▶ [Data provided]

☆ ☆ ☆ ☆ ☆

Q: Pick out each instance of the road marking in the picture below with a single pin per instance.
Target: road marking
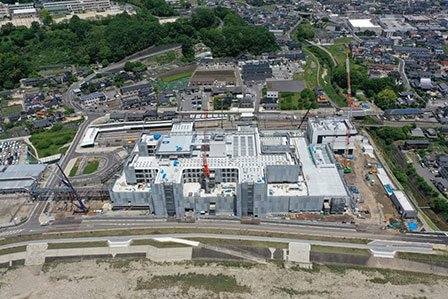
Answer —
(11, 232)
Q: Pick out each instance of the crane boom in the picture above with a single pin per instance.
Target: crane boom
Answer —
(204, 149)
(346, 165)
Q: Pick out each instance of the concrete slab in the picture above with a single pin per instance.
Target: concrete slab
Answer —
(299, 252)
(35, 254)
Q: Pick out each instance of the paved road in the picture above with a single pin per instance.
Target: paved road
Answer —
(383, 247)
(142, 222)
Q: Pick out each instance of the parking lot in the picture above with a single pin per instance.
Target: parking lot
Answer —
(12, 152)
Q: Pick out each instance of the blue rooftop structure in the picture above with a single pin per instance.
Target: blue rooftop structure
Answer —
(404, 111)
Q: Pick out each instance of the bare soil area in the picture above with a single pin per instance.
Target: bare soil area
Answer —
(13, 207)
(144, 279)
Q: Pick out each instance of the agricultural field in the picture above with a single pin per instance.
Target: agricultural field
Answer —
(55, 140)
(218, 75)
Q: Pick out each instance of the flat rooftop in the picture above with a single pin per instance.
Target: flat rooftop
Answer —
(363, 23)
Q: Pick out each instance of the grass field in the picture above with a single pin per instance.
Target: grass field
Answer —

☆ ☆ ☆ ☆ ☆

▶ [Requirements] Retype, exactly and only, the lines running from the one with "Q: Pick out each instance of the blue" through the final line of the listing above.

▶ [Reply to the exercise]
Q: Pick out each instance of the blue rooftop structure in the picture above with a single pin per instance.
Target: blue rooftop structure
Answer —
(404, 111)
Q: Pick out each instance of the bare soil area in the picture above with a single pin per instance.
Target: bare soil area
Answer —
(13, 207)
(144, 279)
Q: Pick out each instance of the agricultural field in the picture above with a single pin per instance.
Target: agricultural field
Answer —
(55, 140)
(218, 75)
Q: Pick out each instance of the flat rooftop in the picture above with a single pin per instance.
Target: flat rooftop
Answer —
(363, 23)
Q: Pick out each instance of the grass field in the picture above with a single pin per instance.
Target: grass field
Answer —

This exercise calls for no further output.